§ PROBLEM DETAILS
Update the stretch from the line containing "If you could tag each instance of the stack" through the end of the data by replacing "grateful" with "thankful", and write out only those lines with nothing else changed.

:: LISTING ::

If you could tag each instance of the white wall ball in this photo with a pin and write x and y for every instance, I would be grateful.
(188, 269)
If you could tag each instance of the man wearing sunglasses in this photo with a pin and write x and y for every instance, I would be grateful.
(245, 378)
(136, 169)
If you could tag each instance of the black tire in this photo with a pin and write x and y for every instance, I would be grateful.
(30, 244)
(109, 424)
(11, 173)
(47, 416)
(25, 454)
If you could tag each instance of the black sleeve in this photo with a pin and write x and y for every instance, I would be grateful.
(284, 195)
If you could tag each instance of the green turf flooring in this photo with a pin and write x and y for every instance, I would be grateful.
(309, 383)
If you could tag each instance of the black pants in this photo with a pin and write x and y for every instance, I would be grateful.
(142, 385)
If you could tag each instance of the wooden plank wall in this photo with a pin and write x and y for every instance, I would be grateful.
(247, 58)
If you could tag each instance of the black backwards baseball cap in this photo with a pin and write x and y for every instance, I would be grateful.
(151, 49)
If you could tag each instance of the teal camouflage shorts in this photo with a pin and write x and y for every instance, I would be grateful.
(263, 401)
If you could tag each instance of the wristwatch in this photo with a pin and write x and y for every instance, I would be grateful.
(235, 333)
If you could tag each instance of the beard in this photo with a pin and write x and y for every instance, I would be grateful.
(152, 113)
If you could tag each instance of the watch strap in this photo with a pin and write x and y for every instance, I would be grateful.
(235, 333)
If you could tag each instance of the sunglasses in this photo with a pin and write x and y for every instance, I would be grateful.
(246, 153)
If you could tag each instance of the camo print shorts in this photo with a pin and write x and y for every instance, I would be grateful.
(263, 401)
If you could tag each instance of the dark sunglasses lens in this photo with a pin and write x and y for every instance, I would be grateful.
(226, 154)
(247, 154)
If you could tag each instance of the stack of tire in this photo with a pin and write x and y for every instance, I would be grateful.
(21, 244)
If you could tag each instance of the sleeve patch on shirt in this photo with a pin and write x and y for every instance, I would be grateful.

:::

§ REPLY TO THE TASK
If you could tag each instance of the stack of tire in this photo with a pin and write x and y for every instance, I would be thankful.
(21, 244)
If you could tag each instance of the sleeve patch on shirt in this photo with a pin and write x and y for every instance, I would be thankful.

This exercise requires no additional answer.